**DO THIS**
Write out all of the entries exactly as given.

**Rows from a dataset**
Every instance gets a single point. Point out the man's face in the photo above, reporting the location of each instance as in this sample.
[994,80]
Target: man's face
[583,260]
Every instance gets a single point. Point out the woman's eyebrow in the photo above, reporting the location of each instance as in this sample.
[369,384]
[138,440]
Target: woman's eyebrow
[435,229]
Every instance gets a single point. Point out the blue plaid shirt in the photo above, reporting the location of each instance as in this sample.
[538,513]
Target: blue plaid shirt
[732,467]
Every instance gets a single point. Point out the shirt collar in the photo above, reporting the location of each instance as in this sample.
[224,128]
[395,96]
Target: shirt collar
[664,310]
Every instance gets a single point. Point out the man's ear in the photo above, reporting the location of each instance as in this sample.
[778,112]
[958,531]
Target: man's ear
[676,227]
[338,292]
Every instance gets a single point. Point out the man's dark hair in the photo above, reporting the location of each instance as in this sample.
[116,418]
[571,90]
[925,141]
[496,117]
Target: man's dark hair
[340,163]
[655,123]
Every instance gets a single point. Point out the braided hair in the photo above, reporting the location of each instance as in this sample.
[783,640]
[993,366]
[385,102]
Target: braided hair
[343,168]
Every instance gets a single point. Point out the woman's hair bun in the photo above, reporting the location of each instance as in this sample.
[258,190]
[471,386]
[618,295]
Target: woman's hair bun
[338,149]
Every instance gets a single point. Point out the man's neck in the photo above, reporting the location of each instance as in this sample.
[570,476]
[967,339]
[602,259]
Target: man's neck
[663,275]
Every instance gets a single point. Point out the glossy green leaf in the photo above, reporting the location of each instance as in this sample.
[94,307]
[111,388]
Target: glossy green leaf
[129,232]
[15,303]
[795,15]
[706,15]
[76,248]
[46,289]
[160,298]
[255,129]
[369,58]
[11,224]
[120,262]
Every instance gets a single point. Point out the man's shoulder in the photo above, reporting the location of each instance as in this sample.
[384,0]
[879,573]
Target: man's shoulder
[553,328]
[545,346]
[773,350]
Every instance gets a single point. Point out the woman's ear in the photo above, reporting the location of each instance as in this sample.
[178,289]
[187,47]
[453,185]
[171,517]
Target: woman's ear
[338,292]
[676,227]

**PROBLEM SOLUTION**
Every instance gets a single point. Point out the man's face in the photo above, reporting the location of each instance as in this sample.
[994,80]
Target: man's face
[583,260]
Every instance gets a single point. Point out the woman's eyebrow in the photo above, reporting the location of each instance as in this sample.
[369,384]
[138,440]
Target: woman's eyebrow
[435,229]
Every instance gets a single point. Point out the blue plaid shirt in the photo above, reporting the location of each instance as in this sample.
[538,513]
Target: blue plaid shirt
[732,467]
Every instance gets a single point. Point out the shirt collar in the photo above, reporting the location of each instance as in this sample.
[224,128]
[395,96]
Target: shirt collar
[664,310]
Every instance gets a single point. Point out the man's ear in the photo above, reporting the location of each instance as in this sample.
[778,112]
[958,531]
Target: man's ear
[676,227]
[338,292]
Every instance gets a single point. Point out the man's dark hair in the photo above, reporting the location of each instance as in this sample.
[116,418]
[571,90]
[925,141]
[496,117]
Target: man's dark hair
[340,163]
[655,123]
Every instance gets a single point. Point out the braided hair in the photo above, reporting the location of each instance as in this sample.
[783,640]
[993,366]
[385,102]
Target: braided hair
[343,168]
Every instance gets a single point. Point out the woman's hair bun in the photo above, reporting the location of each instance as in this sample.
[258,190]
[471,386]
[618,295]
Target: woman's hair bun
[338,149]
Every instance gets a single point. Point out the man's neck in the photo above, reporting the location of each instance as in this sample.
[570,476]
[967,339]
[602,259]
Target: man's neck
[663,275]
Every instance gets a single point. Point out the glossy green leaf in the photo above, reporting the location of each instance as in this sample.
[94,307]
[111,388]
Target: glossy green leaf
[129,232]
[15,303]
[795,15]
[706,15]
[76,248]
[46,289]
[160,298]
[255,129]
[369,58]
[11,224]
[120,262]
Every instance gets a single point. Point out the man's shoulder in the photo above, reporting the location of each instance as in this sample.
[384,0]
[879,573]
Target: man's shoulder
[553,328]
[545,346]
[773,350]
Every instance gets a single point. Point out the woman's ear in the photo above, reporting the location of each instance as in this sample.
[178,289]
[187,47]
[453,185]
[171,517]
Target: woman's ear
[338,292]
[676,227]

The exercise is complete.